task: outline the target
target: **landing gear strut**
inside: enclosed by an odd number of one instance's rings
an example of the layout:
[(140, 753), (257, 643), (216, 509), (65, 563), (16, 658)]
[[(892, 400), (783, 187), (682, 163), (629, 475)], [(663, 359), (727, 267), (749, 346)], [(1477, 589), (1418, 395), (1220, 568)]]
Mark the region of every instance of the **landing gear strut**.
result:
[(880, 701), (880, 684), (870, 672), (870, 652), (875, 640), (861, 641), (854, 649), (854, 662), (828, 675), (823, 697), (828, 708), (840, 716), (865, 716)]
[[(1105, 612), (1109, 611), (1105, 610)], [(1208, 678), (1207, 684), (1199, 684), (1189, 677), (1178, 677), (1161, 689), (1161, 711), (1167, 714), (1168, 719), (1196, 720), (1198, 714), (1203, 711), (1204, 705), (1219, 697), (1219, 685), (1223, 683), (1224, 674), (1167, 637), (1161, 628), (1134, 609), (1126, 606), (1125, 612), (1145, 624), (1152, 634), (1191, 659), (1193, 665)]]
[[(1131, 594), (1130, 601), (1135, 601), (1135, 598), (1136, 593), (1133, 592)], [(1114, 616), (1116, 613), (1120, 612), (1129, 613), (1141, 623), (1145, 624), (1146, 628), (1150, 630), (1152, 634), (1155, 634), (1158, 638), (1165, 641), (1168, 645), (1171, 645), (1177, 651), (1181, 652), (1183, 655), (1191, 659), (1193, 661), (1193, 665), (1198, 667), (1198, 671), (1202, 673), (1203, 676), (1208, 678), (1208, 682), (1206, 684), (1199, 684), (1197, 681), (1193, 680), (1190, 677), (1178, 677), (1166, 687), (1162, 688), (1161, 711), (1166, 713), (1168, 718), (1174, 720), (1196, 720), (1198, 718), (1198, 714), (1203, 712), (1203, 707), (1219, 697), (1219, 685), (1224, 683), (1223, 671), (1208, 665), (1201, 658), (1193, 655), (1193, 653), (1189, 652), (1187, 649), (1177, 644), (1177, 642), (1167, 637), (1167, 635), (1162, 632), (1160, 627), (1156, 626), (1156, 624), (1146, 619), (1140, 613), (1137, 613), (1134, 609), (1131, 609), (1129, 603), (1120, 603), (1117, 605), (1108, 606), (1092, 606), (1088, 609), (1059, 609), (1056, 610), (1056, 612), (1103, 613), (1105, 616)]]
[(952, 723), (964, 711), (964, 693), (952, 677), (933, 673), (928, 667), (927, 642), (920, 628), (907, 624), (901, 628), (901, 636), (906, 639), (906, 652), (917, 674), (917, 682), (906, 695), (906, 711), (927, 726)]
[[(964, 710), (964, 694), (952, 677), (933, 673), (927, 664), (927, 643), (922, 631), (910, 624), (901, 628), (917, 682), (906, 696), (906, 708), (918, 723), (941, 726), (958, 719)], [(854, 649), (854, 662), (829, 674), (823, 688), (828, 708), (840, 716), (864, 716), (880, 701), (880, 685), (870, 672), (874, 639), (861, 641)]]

--*--

* _Work request_: For every line in the listing above that holds "gear", add one to a tally, and give that tally alone.

* _Response for this exercise_: 2